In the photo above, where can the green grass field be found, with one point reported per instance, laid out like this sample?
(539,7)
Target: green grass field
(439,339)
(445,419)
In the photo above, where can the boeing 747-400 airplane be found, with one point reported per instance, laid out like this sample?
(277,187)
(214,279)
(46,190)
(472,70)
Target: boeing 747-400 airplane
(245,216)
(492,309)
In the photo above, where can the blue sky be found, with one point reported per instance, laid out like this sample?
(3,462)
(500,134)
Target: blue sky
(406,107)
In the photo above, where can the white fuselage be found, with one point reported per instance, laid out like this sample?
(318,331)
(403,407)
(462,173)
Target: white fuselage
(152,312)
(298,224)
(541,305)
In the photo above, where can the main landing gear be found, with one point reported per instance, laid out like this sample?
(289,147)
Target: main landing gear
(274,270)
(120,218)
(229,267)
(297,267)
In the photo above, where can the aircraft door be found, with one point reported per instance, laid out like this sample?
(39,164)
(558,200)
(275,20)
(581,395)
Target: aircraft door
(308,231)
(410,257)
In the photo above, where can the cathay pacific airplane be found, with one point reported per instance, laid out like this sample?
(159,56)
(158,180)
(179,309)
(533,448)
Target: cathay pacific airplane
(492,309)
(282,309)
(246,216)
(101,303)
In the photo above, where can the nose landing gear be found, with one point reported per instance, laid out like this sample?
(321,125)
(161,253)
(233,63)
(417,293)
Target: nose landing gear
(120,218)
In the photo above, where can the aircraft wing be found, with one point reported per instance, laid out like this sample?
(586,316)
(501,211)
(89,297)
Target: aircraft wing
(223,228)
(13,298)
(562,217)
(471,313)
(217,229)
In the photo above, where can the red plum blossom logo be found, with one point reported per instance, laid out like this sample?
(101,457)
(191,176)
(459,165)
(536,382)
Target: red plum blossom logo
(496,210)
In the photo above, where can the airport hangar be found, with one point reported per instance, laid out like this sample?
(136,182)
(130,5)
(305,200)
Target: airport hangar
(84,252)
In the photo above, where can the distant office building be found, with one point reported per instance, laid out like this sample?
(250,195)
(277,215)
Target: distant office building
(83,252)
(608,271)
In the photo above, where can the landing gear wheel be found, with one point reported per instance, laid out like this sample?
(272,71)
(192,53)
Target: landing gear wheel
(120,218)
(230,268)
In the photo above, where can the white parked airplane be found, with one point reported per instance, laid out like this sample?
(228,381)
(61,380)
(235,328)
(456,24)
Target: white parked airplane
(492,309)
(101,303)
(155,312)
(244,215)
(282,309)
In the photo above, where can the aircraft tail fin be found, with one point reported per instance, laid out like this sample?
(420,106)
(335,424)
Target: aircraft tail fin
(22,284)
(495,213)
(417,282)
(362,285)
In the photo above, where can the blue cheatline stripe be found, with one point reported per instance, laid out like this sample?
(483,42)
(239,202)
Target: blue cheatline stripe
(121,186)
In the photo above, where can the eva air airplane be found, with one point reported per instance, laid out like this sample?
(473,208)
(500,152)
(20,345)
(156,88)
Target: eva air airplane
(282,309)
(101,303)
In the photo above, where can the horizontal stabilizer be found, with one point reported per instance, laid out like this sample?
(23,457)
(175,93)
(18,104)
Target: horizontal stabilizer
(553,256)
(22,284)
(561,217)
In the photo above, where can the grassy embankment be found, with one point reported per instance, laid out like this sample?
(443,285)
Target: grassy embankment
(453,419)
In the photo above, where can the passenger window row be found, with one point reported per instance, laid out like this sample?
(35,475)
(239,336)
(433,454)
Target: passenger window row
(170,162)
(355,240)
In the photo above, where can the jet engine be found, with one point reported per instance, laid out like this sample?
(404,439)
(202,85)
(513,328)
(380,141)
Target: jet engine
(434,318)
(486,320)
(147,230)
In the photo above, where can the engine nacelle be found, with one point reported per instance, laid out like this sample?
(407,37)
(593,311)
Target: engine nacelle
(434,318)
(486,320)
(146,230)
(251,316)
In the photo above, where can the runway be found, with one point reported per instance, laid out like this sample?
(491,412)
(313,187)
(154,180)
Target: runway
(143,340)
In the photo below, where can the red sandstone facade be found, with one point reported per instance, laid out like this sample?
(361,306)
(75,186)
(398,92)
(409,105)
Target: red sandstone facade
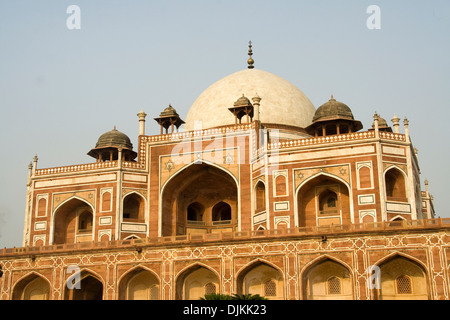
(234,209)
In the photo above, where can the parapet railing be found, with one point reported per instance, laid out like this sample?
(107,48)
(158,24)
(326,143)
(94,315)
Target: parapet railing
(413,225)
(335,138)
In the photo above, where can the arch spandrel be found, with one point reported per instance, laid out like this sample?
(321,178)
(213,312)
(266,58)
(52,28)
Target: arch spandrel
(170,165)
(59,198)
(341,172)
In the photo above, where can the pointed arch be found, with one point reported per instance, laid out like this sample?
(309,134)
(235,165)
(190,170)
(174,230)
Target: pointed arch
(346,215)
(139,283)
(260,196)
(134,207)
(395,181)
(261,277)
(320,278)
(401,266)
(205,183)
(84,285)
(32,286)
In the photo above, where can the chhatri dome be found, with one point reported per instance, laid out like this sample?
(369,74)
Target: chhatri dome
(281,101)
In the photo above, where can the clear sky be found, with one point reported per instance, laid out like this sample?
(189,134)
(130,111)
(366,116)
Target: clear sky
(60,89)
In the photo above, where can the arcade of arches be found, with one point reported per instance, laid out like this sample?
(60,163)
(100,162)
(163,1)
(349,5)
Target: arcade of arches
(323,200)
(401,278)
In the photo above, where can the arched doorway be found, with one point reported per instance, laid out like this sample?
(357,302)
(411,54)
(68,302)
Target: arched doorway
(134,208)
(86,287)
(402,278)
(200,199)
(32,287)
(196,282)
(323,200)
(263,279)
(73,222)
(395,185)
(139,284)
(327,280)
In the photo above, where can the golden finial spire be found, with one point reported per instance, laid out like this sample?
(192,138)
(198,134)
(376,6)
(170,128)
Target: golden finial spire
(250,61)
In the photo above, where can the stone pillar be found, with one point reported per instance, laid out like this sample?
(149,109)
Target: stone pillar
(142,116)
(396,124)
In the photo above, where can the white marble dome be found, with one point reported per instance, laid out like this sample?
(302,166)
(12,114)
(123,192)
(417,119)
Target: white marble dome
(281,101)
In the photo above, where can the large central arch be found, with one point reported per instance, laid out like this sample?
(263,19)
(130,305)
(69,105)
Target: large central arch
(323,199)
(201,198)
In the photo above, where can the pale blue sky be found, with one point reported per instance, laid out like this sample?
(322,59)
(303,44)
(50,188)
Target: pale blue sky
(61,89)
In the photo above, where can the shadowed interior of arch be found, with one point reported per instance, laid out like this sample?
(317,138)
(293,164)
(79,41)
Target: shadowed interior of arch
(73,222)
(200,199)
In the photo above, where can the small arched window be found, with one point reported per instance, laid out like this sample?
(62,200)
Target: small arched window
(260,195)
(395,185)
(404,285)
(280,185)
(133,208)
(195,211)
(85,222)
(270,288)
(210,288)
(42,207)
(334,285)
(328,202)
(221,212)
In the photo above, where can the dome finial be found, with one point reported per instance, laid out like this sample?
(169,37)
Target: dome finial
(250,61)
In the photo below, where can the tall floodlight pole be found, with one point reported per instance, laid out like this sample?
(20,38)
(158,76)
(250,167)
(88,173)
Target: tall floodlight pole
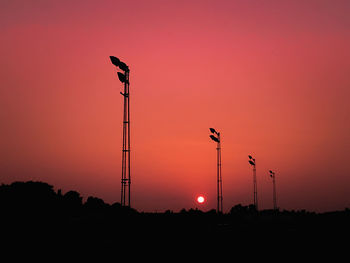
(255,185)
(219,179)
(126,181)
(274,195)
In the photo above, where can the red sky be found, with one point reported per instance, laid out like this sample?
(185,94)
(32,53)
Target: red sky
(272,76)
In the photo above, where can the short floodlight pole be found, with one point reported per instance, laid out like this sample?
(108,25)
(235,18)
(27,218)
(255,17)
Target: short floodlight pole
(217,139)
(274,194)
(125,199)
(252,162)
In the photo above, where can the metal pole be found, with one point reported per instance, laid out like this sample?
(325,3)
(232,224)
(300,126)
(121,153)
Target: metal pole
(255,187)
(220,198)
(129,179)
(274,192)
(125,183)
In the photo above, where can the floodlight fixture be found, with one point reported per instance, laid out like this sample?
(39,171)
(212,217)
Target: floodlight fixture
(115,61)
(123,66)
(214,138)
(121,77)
...
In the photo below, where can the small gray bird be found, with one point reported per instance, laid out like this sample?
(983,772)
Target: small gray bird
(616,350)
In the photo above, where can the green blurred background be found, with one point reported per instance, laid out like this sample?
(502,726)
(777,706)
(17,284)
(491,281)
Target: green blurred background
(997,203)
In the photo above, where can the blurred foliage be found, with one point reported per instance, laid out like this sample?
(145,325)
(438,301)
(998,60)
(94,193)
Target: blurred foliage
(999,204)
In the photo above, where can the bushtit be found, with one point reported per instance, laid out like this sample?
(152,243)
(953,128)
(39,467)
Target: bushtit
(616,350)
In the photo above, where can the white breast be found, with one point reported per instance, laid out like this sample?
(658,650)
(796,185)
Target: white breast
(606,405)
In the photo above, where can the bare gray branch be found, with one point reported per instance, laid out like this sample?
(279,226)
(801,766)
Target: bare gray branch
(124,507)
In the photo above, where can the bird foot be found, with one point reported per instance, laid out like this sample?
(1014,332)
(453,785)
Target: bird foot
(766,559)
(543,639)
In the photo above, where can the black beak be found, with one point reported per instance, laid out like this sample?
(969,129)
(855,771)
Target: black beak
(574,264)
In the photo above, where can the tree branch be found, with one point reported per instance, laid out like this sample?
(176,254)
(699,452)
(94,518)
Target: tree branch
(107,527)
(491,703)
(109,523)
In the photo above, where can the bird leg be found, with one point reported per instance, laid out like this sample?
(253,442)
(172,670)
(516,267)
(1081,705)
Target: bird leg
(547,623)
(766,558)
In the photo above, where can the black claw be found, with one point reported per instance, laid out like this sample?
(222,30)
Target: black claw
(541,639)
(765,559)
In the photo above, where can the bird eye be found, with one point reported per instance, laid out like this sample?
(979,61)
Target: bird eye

*Given instruction:* Return each line above that contains the word "railing", copied in full.

*The reply:*
In the photo above, where can the parapet railing be found, with one point reported per instance, laid out like this sample?
Target: parapet railing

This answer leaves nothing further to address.